─── PROVIDED ENTRIES ───

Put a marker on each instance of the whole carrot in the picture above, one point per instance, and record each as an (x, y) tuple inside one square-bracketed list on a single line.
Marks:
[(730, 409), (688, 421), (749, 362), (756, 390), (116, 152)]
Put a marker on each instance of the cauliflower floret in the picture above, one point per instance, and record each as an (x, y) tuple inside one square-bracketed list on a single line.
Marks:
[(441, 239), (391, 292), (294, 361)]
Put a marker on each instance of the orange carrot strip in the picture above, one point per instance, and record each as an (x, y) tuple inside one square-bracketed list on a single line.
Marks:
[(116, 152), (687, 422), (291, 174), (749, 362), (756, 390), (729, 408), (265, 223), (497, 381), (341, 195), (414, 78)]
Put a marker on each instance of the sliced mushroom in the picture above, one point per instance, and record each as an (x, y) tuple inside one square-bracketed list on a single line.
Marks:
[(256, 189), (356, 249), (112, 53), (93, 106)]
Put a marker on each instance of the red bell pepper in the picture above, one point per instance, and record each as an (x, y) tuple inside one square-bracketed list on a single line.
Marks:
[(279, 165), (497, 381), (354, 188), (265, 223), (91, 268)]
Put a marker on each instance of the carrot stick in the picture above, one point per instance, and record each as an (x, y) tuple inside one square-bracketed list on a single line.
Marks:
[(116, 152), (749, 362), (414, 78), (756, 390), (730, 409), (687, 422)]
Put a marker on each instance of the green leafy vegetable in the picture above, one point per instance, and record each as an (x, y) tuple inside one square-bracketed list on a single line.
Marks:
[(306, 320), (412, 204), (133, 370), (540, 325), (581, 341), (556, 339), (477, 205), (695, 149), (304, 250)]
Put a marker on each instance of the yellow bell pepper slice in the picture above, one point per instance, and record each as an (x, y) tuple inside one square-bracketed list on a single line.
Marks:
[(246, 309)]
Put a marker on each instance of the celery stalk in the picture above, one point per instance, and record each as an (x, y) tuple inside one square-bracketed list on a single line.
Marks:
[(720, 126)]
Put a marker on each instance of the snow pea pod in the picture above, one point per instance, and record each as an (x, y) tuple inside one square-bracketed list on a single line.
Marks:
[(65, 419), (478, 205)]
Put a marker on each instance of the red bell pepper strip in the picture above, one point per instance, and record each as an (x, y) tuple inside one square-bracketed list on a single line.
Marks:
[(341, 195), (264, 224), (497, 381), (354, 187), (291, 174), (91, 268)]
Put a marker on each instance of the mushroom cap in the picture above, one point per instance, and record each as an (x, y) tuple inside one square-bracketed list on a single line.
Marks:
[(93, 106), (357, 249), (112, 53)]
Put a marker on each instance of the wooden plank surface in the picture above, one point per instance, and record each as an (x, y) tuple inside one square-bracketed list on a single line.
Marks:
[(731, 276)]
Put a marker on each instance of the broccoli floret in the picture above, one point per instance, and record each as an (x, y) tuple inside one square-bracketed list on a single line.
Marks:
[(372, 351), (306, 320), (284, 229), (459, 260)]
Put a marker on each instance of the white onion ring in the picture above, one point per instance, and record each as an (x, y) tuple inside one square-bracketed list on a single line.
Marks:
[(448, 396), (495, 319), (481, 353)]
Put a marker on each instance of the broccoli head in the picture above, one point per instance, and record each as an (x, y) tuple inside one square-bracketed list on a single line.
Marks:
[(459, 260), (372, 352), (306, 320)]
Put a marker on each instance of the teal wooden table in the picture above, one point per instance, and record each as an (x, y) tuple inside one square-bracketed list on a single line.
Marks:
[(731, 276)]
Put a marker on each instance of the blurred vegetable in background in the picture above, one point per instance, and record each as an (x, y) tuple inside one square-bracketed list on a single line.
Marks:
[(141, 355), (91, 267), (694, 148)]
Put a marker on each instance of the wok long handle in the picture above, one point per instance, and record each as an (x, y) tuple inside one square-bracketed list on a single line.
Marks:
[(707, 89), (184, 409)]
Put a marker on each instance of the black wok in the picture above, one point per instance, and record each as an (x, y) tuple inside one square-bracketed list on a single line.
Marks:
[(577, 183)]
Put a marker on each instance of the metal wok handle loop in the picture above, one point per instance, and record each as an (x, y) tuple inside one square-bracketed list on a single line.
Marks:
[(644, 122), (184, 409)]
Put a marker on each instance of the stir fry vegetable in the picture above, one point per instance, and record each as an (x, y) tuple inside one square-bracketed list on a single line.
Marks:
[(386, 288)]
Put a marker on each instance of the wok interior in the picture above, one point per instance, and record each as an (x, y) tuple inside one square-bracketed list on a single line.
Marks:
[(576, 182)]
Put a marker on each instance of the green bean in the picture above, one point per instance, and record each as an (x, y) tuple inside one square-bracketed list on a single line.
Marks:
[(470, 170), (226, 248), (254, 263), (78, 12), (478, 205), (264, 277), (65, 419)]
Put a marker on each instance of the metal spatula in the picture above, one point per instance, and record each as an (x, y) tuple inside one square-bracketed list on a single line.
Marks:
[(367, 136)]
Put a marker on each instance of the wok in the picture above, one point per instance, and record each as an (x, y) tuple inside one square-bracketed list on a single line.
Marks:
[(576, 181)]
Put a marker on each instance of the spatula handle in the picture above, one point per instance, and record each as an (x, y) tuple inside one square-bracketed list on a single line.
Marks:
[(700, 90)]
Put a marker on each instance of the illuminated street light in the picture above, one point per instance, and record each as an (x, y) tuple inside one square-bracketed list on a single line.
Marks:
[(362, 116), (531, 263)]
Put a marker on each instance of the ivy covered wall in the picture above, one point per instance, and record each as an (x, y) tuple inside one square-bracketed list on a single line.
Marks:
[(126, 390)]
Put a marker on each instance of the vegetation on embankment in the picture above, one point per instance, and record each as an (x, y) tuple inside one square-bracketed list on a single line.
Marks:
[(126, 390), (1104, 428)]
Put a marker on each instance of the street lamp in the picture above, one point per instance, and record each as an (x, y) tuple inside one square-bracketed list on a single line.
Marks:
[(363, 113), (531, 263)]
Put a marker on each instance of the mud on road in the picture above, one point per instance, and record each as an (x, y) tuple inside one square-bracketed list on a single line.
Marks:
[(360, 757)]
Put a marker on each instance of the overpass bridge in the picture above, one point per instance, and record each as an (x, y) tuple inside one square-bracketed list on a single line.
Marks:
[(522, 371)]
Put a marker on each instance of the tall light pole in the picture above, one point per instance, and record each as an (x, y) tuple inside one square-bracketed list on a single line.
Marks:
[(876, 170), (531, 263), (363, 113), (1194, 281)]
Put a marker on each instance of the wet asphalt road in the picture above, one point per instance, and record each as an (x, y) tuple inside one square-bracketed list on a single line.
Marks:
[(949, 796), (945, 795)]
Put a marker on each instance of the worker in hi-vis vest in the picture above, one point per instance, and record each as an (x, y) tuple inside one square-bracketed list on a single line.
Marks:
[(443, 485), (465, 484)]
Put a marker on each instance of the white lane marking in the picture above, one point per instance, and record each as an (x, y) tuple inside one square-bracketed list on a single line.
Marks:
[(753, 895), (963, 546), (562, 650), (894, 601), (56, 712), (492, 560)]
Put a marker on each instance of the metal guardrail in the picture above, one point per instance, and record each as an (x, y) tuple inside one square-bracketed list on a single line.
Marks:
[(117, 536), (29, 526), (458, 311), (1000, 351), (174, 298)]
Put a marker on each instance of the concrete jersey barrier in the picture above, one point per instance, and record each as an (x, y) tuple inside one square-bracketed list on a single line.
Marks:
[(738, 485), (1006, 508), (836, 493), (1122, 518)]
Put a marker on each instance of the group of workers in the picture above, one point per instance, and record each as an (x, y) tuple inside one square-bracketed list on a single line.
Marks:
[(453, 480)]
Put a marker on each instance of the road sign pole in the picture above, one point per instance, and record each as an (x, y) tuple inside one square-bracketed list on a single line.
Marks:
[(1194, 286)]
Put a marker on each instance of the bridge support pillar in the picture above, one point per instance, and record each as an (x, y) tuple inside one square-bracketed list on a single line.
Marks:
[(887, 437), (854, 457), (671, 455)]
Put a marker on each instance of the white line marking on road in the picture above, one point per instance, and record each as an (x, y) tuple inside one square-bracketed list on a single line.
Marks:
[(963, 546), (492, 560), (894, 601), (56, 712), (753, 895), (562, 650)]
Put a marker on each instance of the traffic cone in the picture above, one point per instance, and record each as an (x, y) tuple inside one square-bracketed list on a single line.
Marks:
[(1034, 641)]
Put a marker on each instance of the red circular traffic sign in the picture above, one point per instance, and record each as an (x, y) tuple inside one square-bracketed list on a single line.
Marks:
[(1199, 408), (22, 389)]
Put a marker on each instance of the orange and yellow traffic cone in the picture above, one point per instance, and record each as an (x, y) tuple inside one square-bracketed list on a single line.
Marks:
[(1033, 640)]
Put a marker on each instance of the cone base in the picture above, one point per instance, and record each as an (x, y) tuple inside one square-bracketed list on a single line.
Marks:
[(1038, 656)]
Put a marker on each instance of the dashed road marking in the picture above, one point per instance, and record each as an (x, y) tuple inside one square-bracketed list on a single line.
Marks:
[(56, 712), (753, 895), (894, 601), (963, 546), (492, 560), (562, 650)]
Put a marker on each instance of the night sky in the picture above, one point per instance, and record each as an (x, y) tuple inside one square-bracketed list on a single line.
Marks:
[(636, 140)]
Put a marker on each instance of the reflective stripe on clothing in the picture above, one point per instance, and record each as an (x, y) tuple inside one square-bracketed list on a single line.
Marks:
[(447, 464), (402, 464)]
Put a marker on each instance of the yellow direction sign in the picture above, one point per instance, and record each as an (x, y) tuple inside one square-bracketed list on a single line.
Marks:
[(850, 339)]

───

- _INSTRUCTIONS FOR THE TASK_
Can you format the lines of the listing above, starting at the line containing "Put a marker on each instance of the overpass" and ending at the line containing "712), (492, 560)]", as a JSON list of strings with one string per line and blank lines left out?

- _RESULT OF THE TASK_
[
  "Put a marker on each instance of the overpass bridge in the picture above, one point per instance, and record each as an (x, y) tuple inside one square-bracketed list on a single line.",
  "Marks:",
  "[(522, 371)]",
  "Put a marker on each instance of the tall light pole in the picture above, one point per instance, and record each as an (x, y) tuple inside one square-bracketed list on a single line.",
  "Marks:",
  "[(876, 170), (531, 263), (363, 113), (1194, 281)]",
  "Put a marker on each instance of the wet asphalt road in the picture above, one point per instance, and record each as an (x, y) tuple inside one square-bracketed list on a single line.",
  "Marks:",
  "[(949, 796), (945, 795)]",
  "Put a marker on each instance of the worker in hi-vis vest in the picture above, one point per instance, and record each as an (x, y) tuple inside one square-bracketed list on a single line.",
  "Marks:",
  "[(443, 485), (465, 484)]",
  "Put a marker on each instance of the white lane marking in the picture above, one point per instance, and record each as an (x, y) tuple inside one square-bracketed list on a single line.",
  "Marks:",
  "[(753, 895), (963, 546), (562, 650), (894, 601), (56, 712), (492, 560)]"
]